* begin Extracted entries *
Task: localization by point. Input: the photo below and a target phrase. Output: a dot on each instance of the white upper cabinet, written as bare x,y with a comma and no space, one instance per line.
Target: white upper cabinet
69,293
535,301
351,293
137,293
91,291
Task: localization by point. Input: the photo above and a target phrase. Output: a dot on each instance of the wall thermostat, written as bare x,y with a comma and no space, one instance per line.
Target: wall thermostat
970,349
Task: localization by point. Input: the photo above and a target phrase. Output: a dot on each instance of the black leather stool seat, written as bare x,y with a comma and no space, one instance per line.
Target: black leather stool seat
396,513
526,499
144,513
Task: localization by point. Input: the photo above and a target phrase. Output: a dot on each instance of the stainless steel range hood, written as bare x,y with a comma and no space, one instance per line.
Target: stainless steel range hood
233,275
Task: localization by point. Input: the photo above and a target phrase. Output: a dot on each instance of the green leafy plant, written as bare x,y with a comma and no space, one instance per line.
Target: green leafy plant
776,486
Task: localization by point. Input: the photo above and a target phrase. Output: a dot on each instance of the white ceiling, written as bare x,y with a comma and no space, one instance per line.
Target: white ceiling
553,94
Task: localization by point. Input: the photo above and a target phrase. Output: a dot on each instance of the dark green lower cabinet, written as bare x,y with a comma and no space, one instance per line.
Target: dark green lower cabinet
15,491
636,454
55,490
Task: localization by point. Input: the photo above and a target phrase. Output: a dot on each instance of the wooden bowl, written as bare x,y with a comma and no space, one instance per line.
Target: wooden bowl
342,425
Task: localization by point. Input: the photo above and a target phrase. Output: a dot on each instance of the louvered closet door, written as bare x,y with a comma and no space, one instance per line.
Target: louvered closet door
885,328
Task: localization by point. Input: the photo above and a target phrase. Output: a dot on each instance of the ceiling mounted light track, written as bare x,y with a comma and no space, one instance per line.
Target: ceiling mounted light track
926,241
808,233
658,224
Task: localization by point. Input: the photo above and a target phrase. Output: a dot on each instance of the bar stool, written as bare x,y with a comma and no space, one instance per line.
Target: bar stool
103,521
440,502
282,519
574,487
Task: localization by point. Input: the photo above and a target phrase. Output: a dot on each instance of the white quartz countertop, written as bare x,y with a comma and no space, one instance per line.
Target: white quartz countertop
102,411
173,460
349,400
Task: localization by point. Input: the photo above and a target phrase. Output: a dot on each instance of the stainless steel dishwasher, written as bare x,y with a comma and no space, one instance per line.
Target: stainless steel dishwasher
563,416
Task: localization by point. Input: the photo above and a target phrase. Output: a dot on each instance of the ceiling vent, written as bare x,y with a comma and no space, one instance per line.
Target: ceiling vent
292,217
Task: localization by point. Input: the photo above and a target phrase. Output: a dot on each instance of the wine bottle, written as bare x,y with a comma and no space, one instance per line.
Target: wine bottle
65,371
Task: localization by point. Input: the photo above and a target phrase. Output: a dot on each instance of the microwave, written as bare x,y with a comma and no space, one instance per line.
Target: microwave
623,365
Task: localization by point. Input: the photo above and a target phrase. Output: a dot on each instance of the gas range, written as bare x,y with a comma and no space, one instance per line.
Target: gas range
* end Extracted entries *
Return every line from the one holding "of the louvered" through the end of the data, exactly as it appears, with both ends kept and nothing else.

■ Correct response:
Task: localization by point. Input: the photo above and a target phrase. Output: a dot on each instance of the louvered closet door, written as bare x,y with a comma and no space, one instance per line.
Target: louvered closet door
885,328
Task: localization by point. Input: the photo above and a target phrase. Output: a dot on each instance of the ceiling mounted light track, written as bare x,y with a comma and no space, one instance per line.
Target: ceiling mounted light track
926,241
808,233
658,224
Task: localization by point. Input: the photo above and a target phrase. Output: a dot on each instance of the bar stool, written as bare x,y with a comma and no space, one instance per line.
Target: bar stool
103,521
440,502
282,519
574,487
Task: localization by point. Input: the photo above and a target phrase. Output: a dot on each instance of the white quartz countertop, written as bare x,y with a comma and no space, one instance per line.
Target: white quartz countertop
102,411
173,460
349,400
Task: localization by point. Input: the photo above and a target phrase. Output: a dot on each instance of the stainless steel dishwasher, written as bare x,y with a comma and no space, one instance per line.
Target: stainless steel dishwasher
563,416
Task: localization by point. Input: the photo above and a target phrase. Output: a dot on each instance of the ceiling vent, written as bare x,y with a comma and no space, one instance per line.
Target: ceiling vent
292,217
Task: localization by point. Input: the photo above and a target phrase. Output: a dot on each instance of the wine bottle, written as bare x,y with a comma and no space, one instance per line.
Target: wine bottle
65,371
Task: localization by point. Input: the photo above and a target phrase. Output: a dot on each instance of the microwave, written as bare x,y with a comma and no space, one instance per line.
Target: microwave
623,365
Task: localization by point. Input: the photo above and a target phrase. Output: a dot on each instance of the gas range, written as bare x,y with a comma and no space, one instance per line.
Target: gas range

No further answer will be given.